-- begin Supplied records --

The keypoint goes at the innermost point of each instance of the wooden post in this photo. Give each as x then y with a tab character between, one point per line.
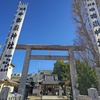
23	80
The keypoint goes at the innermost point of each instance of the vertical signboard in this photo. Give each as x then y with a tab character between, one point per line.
12	40
94	19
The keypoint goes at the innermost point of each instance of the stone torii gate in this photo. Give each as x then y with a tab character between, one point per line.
29	57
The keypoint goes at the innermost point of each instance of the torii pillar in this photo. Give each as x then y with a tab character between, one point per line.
73	73
22	85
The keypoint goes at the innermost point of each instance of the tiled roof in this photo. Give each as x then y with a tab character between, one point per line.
46	71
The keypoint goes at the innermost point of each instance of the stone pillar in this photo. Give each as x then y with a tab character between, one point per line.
93	93
97	69
21	89
72	72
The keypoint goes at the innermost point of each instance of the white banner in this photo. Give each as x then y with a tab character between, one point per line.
94	19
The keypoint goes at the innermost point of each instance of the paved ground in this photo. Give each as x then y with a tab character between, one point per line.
48	98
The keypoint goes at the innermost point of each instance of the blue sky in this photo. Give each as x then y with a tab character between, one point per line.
46	22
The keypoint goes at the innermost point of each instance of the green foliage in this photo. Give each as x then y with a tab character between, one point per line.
86	77
61	68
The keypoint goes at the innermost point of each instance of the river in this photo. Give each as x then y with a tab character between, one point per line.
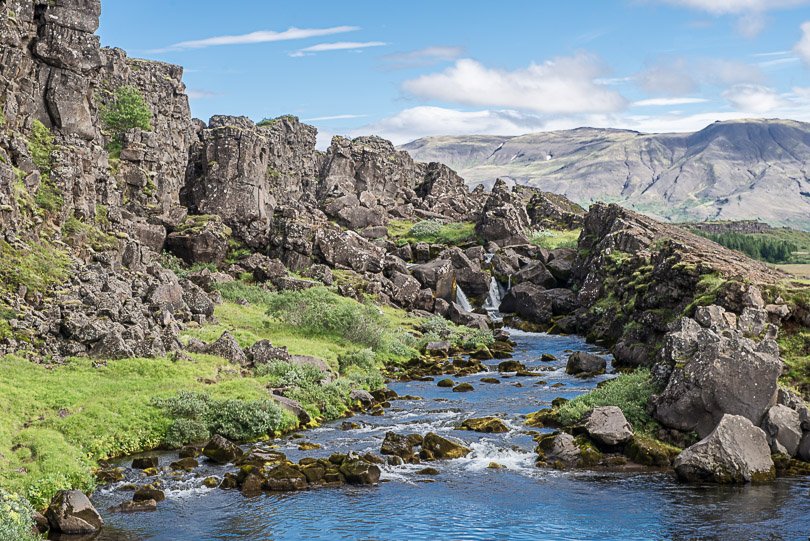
467	500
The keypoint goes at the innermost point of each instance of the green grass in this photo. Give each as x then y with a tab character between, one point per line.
551	239
431	232
38	268
630	392
57	422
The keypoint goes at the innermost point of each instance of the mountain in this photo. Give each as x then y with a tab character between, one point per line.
741	169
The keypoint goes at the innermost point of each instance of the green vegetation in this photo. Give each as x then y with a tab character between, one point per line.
197	416
630	392
37	266
432	232
551	239
126	111
62	420
16	520
79	233
772	245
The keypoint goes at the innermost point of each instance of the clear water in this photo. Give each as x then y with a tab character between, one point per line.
466	500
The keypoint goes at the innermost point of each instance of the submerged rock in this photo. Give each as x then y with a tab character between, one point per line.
71	512
608	426
736	451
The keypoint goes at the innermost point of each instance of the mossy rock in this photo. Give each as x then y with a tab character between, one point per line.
650	452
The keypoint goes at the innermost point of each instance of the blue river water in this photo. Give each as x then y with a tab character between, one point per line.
467	500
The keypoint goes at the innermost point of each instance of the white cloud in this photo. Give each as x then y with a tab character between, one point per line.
657	102
677	76
560	85
337	46
332	117
261	36
753	98
802	48
750	14
194	94
423	57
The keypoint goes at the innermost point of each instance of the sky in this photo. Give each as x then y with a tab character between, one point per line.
404	70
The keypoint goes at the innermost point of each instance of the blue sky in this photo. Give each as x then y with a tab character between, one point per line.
404	70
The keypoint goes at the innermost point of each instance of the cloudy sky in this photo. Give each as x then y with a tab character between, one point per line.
405	70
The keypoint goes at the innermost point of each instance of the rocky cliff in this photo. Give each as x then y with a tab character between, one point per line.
733	170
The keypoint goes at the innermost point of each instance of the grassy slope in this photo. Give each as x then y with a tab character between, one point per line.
57	422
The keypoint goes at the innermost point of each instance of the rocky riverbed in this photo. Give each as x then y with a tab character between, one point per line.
495	491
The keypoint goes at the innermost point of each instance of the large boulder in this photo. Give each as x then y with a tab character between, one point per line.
607	426
435	447
582	363
736	451
713	373
71	512
783	428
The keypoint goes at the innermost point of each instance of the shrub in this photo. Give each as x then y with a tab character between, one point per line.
127	110
196	416
16	518
630	392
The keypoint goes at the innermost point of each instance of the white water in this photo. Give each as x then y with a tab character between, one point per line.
462	300
493	301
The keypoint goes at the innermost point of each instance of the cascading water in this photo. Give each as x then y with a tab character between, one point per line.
493	302
462	300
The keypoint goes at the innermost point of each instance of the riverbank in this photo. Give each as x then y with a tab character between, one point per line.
58	421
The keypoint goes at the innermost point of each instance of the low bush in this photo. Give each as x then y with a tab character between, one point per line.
197	416
630	392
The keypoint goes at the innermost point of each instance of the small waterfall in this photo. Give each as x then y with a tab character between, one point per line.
493	302
462	300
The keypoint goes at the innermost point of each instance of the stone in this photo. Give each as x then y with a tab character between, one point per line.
607	425
581	363
439	448
221	450
228	348
488	425
360	472
70	512
715	374
782	425
736	451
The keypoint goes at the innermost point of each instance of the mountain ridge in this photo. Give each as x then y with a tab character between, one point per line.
729	170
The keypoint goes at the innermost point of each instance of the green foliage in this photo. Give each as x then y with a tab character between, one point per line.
432	232
630	392
551	239
38	266
197	416
320	311
16	518
437	329
756	246
127	110
82	233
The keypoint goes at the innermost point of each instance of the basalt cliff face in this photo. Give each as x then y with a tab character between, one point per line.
86	232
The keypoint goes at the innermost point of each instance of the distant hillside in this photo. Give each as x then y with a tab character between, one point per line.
734	170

-- end Supplied records --

Work to do
Copy all of the records above line for line, without changing anything. Leave the pictures out of your copy.

Result of this task
The keypoint goes at the innermost point of each instance of the wooden post in this photo. Give each as x then y with a tab character between, one point per line.
23	80
The keypoint goes at the innermost point of each instance of the vertical signboard in this photo. Give each as x then y with a tab character between, one point per line.
12	40
94	19
The keypoint goes at the innermost point of each instance of the stone torii gate in this photo. Give each as x then y with a tab character between, one point per line.
29	57
The keypoint goes at the innermost point of each instance of the torii pillar in this photo. Give each as x then y with a tab character between, one point per line.
73	73
22	85
The keypoint goes at the innermost point of each instance of the tiled roof in this photo. Give each as x then y with a tab character between, one point per line.
46	71
The keypoint goes at the innermost point of each instance of the stone pillar in this photo. Give each as x then y with a tab character between, one point per line.
93	93
97	69
21	89
72	72
The keypoint goes at the innermost point of each instance of the white banner in this photo. Give each as x then y with a tab character between, one point per line.
94	19
The keypoint goes at the innermost point of each instance of the paved ground in this photo. Give each as x then y with a tab character between, one point per line.
48	98
The keypoint goes at the innermost point of each instance of the blue sky in this photo. Give each as x then y with a tab character between, one point per line.
46	22
The keypoint goes at the innermost point of each instance of the green foliage in this photo. Give each as x then y with a tab character between, one point per line.
86	77
61	68
The keypoint goes at the innermost point of each instance of the river in this photo. Give each as x then y with a tab character between, one point per line.
467	500
The keypoint goes at the innermost point of each instance of the green grass in this photo. Give each as x then y with a tab character between, one point per line.
551	239
431	232
38	268
630	392
57	422
The keypoint goes at the innermost point of each instance of the mountain in this photo. Give each as x then y with a tab character between, one point per line.
741	169
The keypoint goes at the innermost point of each instance of the green vegetation in this photo. Give each as x then y with a tab character between, one point per line.
197	416
630	392
37	266
432	232
551	239
126	111
62	420
16	520
79	233
772	245
The keypoint goes at the innermost point of each instance of the clear water in this photo. Give each as x then y with a tab character between, one point per line.
466	500
The keypoint goes at the innermost point of each instance of the submerged rock in this photo. Give each as x then y with a tab character between, one point per line.
71	512
608	426
736	451
The keypoint goes at the innermost point of each instance of the mossy rock in this photo. Give each as x then y with a tab character between, one point per line.
650	452
The keypoint goes at the innermost point of each instance of the blue river water in this photo. Give each as x then y with a tab character between, one point per line.
467	500
The keypoint goes at the innermost point of each instance of the white cloud in this photo. Give each as x then y with a tab character between, one point per line.
657	102
677	76
560	85
337	46
332	117
261	36
753	98
802	48
750	14
194	94
423	57
The keypoint goes at the innermost point of each instance of the sky in this photo. Give each as x then y with a tab character between, one point per line.
404	70
The keypoint goes at the innermost point of each instance of the blue sky in this photo. Give each as x then y with a tab character between, one point per line.
404	70
The keypoint goes at the innermost point of each instance of the cloudy sky in this photo. Give each as x then y with a tab character between, one point per line.
405	70
The keypoint goes at the innermost point of each instance of the rocky cliff in this photo. Give each as x then y with a tab character between, one point per line.
733	170
The keypoint goes at the innermost point of each instance of the grassy slope in this photo. Give each as x then y with a tab character between, one point per line.
57	422
The keypoint goes at the innermost point of each instance of the rocky riverbed in this photo. Give each as x then y with a tab character between, one point per line.
495	491
The keypoint goes at the innermost point of each instance of the large boulder in this photo. Give each as x then y with a tab character between, one point per line.
607	426
435	447
582	363
736	451
713	373
71	512
783	428
The keypoint goes at the innermost point of each instance of the shrub in this photo. Give each as x then y with a tab character between, one point per line.
127	110
196	416
16	518
630	392
The keypoint goes at the innermost point of each instance of the white water in this photo. Give each as x then y with a tab character between, one point per line.
462	300
493	301
The keypoint goes at the innermost point of each instance of the cascading water in this photo. Give each as x then y with a tab character between, one point per line.
493	302
462	300
The keypoint goes at the innermost point of each instance of the riverbank in this photo. Give each as x then y with a tab character between, one point per line.
58	421
The keypoint goes at the innermost point of each instance of the low bush in this photo. Give each as x then y with a tab character between, one point per line.
197	416
630	392
The keypoint goes at the innermost point of each instance of the small waterfall in this photo. Give each as x then y with a tab character between, one point per line.
493	302
462	300
The keypoint goes at the innermost point of each instance of the stone in this photo. Give each as x then y with a tab character between, one point per line.
607	425
581	363
439	448
221	450
228	348
488	425
360	472
70	512
715	374
782	425
736	451
The keypoint goes at the innermost point of each instance of the mountain ridge in this photo. Give each as x then y with a tab character between, one point per line.
729	170
The keypoint goes at the innermost point of each instance of the green foliage in this photo. Give each as x then y with a tab character between, one point per line.
432	232
630	392
551	239
38	266
197	416
320	311
16	518
437	329
756	246
127	110
82	233
The keypoint goes at the innermost point of each instance of the basalt cliff face in this photo. Give each as x then y with a tab character between, one point per line.
86	232
The keypoint goes at the innermost point of each instance of the distant hillside in this photo. Give each as x then y with a tab character between, one point per line.
734	170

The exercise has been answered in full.